The input start

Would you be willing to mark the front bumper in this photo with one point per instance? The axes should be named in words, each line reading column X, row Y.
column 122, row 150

The input end
The input start

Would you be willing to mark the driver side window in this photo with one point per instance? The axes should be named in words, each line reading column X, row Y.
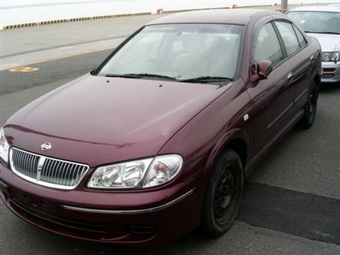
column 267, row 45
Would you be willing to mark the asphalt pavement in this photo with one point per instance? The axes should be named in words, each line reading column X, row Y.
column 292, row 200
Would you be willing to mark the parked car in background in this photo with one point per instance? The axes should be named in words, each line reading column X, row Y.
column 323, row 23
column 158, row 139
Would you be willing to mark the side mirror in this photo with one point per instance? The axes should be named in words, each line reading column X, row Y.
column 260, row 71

The input end
The input start

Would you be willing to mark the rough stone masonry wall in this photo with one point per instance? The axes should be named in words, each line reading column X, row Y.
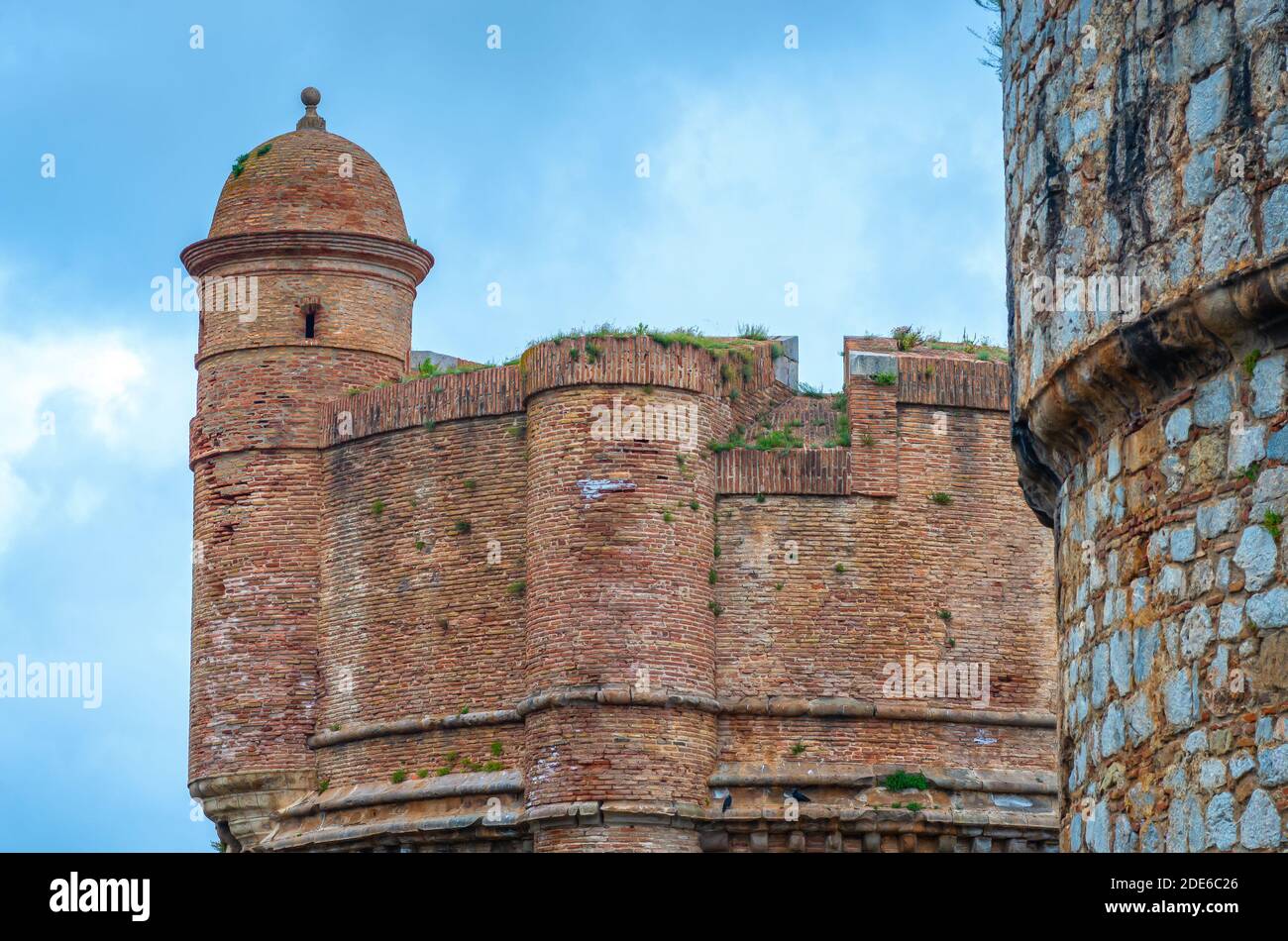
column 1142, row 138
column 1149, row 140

The input end

Retype the lines between the one holding "Would you be willing to mark the front" and the one holding "column 122, row 150", inclusive, with no changes.

Would you be willing to mark the front bumper in this photo with one point per instance? The axes should be named in words, each line reading column X, row Y.
column 122, row 150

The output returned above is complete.